• Prompt A: From the forum post on opioids, set down the stretch from "Telling a doctor" through "children, for addiction." word for word.
• Prompt B: In the forum post on opioids, what is the writer reminded of on seeing an actor who doesn't smoke with a cigarette on screen?
• Prompt C: Continue the forum post on opioids from its last sentence.

• Page text:
Icon Re: Andrew Sullivan's New York Magazine article on Opioids
H
heathcliffe (view)

This is not intended to be a defense for my son and grandson; they need none.

I quite agree that we are responsible for our own decisions. However, essential to a good decision is knowing all the facts, and they are lacking in most people's decisions to take drugs or to smoke cigarettes.

As EEE points out, smokers tried to quit again and again, and most did, once they found out that continuing to smoke would lead to an early death; once they had all the facts, including those that the tobacco industry hid, preferring that we not know the results of their own research that told them of addiction and disease.

Pharmaceutical companies are no less duplicitous. And congress, as the movie industry was before them, is no less greedy, hiding its acceptance of lobbyist-offerings behind the ruse of campaign fund-raising.

Each time I see an actor who I know doesn't smoke, with a cigarette hanging out of his or her mouth on screen, I'm reminded that today's teenage audience is still a target of the tobacco industry.

Telling a doctor to treat football injury pain with opioids, the pharmacutical companies' aim is every bit as pernicious, tagging many, including children, for addiction.

• Dataset extract:

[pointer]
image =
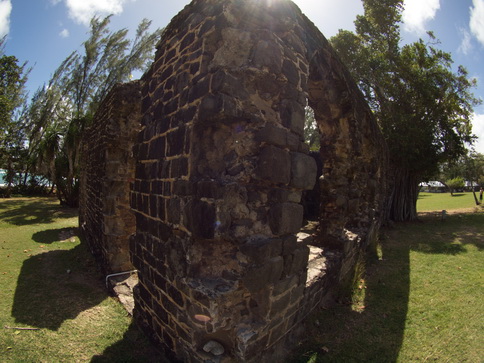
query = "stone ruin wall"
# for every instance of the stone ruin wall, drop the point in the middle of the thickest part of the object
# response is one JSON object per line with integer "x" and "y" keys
{"x": 107, "y": 172}
{"x": 220, "y": 169}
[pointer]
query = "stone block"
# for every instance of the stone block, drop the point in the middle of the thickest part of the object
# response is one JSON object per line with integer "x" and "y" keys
{"x": 201, "y": 218}
{"x": 273, "y": 135}
{"x": 262, "y": 249}
{"x": 303, "y": 171}
{"x": 262, "y": 276}
{"x": 285, "y": 218}
{"x": 274, "y": 165}
{"x": 267, "y": 54}
{"x": 293, "y": 116}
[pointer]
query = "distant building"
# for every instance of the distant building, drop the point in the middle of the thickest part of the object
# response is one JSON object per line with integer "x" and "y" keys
{"x": 433, "y": 186}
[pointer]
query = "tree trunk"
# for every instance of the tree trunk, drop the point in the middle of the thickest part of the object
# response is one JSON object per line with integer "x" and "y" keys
{"x": 403, "y": 196}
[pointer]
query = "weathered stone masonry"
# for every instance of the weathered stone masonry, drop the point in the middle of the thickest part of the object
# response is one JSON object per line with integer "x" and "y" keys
{"x": 220, "y": 169}
{"x": 107, "y": 172}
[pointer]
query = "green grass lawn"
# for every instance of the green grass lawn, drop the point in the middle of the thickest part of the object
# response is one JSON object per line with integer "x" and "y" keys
{"x": 422, "y": 301}
{"x": 50, "y": 283}
{"x": 445, "y": 201}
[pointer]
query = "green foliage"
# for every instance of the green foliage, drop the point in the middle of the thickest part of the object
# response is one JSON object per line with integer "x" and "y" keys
{"x": 422, "y": 106}
{"x": 50, "y": 282}
{"x": 421, "y": 300}
{"x": 455, "y": 183}
{"x": 13, "y": 153}
{"x": 311, "y": 131}
{"x": 61, "y": 110}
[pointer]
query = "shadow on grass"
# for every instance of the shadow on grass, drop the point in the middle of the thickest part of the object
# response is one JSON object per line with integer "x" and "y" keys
{"x": 26, "y": 211}
{"x": 374, "y": 330}
{"x": 134, "y": 347}
{"x": 55, "y": 286}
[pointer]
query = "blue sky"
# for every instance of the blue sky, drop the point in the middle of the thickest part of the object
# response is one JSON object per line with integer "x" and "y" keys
{"x": 45, "y": 32}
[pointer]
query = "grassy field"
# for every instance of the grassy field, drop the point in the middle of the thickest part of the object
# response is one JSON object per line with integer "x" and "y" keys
{"x": 420, "y": 302}
{"x": 50, "y": 283}
{"x": 445, "y": 201}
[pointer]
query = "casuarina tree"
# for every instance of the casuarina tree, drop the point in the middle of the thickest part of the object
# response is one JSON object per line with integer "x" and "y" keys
{"x": 423, "y": 106}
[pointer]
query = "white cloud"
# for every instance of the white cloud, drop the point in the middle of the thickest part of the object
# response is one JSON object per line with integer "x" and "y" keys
{"x": 64, "y": 33}
{"x": 478, "y": 130}
{"x": 5, "y": 10}
{"x": 83, "y": 10}
{"x": 417, "y": 13}
{"x": 466, "y": 45}
{"x": 477, "y": 20}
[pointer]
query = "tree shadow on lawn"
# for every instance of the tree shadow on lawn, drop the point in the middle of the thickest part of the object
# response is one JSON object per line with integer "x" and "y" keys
{"x": 374, "y": 331}
{"x": 26, "y": 211}
{"x": 55, "y": 286}
{"x": 134, "y": 345}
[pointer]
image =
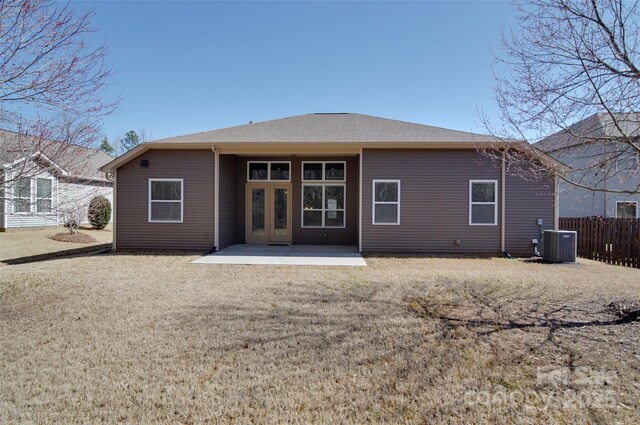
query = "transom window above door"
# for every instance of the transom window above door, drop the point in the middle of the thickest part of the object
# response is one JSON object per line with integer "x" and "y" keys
{"x": 324, "y": 171}
{"x": 268, "y": 171}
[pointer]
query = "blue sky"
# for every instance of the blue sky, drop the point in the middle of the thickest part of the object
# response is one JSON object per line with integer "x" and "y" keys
{"x": 184, "y": 67}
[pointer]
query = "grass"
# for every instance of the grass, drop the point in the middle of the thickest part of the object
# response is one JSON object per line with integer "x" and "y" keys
{"x": 27, "y": 243}
{"x": 142, "y": 338}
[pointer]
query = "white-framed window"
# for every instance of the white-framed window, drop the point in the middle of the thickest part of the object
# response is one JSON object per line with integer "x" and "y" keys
{"x": 324, "y": 171}
{"x": 483, "y": 202}
{"x": 22, "y": 195}
{"x": 44, "y": 190}
{"x": 627, "y": 209}
{"x": 386, "y": 202}
{"x": 166, "y": 199}
{"x": 268, "y": 171}
{"x": 323, "y": 205}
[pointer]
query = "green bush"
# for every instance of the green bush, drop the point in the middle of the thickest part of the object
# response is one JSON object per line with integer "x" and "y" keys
{"x": 99, "y": 212}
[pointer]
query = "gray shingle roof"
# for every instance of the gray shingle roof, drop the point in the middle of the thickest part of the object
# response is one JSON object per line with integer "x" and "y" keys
{"x": 78, "y": 161}
{"x": 592, "y": 128}
{"x": 330, "y": 127}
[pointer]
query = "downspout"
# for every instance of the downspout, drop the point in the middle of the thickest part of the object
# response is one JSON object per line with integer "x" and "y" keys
{"x": 5, "y": 195}
{"x": 115, "y": 208}
{"x": 360, "y": 204}
{"x": 216, "y": 198}
{"x": 556, "y": 204}
{"x": 502, "y": 204}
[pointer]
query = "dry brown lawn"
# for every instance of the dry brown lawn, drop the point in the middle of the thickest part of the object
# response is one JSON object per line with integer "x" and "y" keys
{"x": 142, "y": 338}
{"x": 26, "y": 243}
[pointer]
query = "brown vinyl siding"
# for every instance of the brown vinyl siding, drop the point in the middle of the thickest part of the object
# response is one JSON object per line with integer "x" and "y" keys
{"x": 527, "y": 201}
{"x": 434, "y": 209}
{"x": 301, "y": 235}
{"x": 133, "y": 229}
{"x": 227, "y": 200}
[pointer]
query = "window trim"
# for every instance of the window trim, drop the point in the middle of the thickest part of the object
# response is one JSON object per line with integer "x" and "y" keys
{"x": 374, "y": 202}
{"x": 323, "y": 209}
{"x": 150, "y": 201}
{"x": 628, "y": 202}
{"x": 268, "y": 171}
{"x": 35, "y": 185}
{"x": 324, "y": 165}
{"x": 494, "y": 203}
{"x": 30, "y": 198}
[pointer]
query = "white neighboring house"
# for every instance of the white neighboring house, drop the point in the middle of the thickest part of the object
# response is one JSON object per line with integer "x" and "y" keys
{"x": 48, "y": 191}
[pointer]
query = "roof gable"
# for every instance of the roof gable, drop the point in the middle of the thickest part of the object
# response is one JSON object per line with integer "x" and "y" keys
{"x": 69, "y": 160}
{"x": 330, "y": 127}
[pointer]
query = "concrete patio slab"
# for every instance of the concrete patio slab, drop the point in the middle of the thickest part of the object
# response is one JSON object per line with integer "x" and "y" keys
{"x": 289, "y": 255}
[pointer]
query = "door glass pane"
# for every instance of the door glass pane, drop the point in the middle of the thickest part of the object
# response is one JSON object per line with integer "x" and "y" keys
{"x": 312, "y": 197}
{"x": 257, "y": 211}
{"x": 279, "y": 171}
{"x": 334, "y": 218}
{"x": 312, "y": 218}
{"x": 280, "y": 212}
{"x": 312, "y": 171}
{"x": 334, "y": 171}
{"x": 258, "y": 171}
{"x": 386, "y": 192}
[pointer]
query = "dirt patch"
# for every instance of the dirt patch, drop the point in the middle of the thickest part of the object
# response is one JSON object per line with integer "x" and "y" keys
{"x": 75, "y": 238}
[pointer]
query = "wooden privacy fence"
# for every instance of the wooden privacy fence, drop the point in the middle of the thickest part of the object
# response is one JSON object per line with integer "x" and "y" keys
{"x": 612, "y": 240}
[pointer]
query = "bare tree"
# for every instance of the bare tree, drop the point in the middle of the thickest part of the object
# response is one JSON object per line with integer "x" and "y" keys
{"x": 51, "y": 81}
{"x": 572, "y": 62}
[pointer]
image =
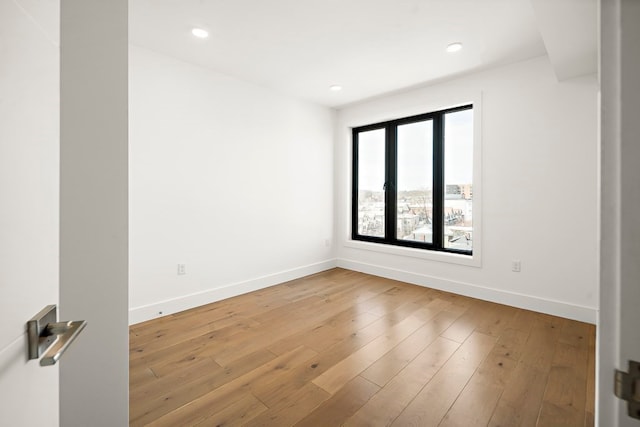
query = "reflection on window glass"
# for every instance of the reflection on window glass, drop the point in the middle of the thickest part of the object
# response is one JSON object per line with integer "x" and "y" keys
{"x": 415, "y": 182}
{"x": 371, "y": 170}
{"x": 458, "y": 180}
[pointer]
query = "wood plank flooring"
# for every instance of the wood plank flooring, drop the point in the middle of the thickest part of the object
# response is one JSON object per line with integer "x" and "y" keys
{"x": 346, "y": 348}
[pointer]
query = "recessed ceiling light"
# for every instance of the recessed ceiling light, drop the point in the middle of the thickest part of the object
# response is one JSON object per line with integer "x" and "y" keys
{"x": 454, "y": 47}
{"x": 200, "y": 33}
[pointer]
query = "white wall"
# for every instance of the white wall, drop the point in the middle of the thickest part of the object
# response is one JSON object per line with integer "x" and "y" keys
{"x": 233, "y": 180}
{"x": 29, "y": 60}
{"x": 539, "y": 190}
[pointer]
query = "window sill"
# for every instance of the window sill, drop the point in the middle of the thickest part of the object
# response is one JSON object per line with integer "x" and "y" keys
{"x": 451, "y": 258}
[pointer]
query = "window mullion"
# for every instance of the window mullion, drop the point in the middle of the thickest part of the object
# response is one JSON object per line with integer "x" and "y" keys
{"x": 438, "y": 182}
{"x": 391, "y": 183}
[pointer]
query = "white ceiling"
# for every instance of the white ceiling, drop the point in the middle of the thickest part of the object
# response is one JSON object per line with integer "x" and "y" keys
{"x": 370, "y": 47}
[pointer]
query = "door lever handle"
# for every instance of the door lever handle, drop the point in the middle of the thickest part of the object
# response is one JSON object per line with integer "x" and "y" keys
{"x": 48, "y": 335}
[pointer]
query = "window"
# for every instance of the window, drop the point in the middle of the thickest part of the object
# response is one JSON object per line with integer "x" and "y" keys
{"x": 413, "y": 181}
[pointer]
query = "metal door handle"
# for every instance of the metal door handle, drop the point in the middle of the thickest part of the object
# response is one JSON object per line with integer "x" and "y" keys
{"x": 47, "y": 334}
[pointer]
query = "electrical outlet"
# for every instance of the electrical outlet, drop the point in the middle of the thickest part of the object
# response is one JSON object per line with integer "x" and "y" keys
{"x": 515, "y": 266}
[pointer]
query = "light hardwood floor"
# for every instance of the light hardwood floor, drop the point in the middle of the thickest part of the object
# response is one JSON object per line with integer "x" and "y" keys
{"x": 346, "y": 348}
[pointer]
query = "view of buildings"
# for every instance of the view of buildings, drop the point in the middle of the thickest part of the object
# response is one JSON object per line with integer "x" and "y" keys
{"x": 415, "y": 212}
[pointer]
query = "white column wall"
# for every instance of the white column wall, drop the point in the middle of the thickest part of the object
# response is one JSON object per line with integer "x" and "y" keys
{"x": 94, "y": 380}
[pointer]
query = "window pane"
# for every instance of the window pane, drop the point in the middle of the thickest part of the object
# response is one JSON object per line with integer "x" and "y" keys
{"x": 458, "y": 180}
{"x": 415, "y": 182}
{"x": 371, "y": 176}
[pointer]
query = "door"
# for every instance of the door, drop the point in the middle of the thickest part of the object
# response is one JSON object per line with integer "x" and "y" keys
{"x": 63, "y": 207}
{"x": 618, "y": 329}
{"x": 29, "y": 170}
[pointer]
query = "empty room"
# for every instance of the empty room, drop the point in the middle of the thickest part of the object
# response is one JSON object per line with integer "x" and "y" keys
{"x": 318, "y": 213}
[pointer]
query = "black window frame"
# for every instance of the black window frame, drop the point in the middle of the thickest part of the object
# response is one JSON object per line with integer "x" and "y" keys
{"x": 390, "y": 191}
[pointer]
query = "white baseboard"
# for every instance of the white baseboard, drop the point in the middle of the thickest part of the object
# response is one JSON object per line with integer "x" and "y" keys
{"x": 528, "y": 302}
{"x": 175, "y": 305}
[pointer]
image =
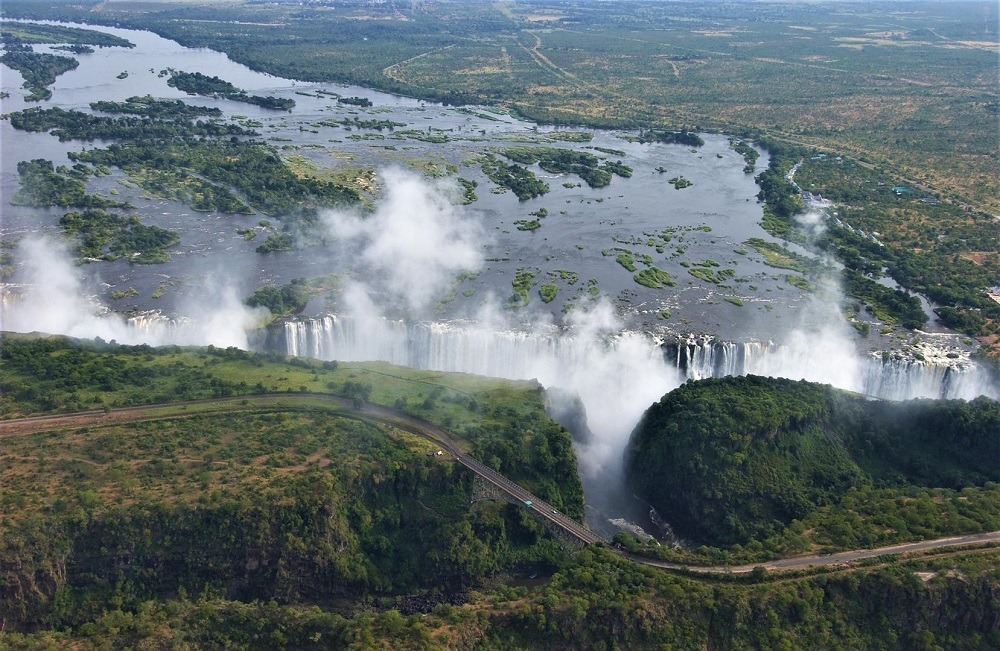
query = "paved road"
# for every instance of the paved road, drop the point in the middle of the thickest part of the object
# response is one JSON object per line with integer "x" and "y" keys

• Task result A:
Telling a doctor to treat football injury pain with opioids, the pharmacutical companies' aim is every bit as pernicious, tagging many, including children, for addiction.

• Task result B: That today's teenage audience is still a target of the tobacco industry.

• Task result C:
Then telling them, sometime during the 1980's," give them all they want", resulted in today's dilemma. Sullivan's linking mere want to what they now need to our evolving culture of trickle-down-greed is right on.

The richer Bill Gates gets, the poorer the poor get. The poorer a man feels, the more depressed he becomes, the more sedation he craves. In too many cases, he doesn't work to earn money to buy anything, let alone useless crap He scroungees the money for drugs.

Watch and imitate education of our young, if the above continues, will result in a pyramid no thoughtful person wants to see.

In addition, as an afterthought, genetic disposition differs in all people. There are genes for addiction. Those of us who have repeatedly used painkillers without feeling the pull of addiction often are helped in our decision making by good genes.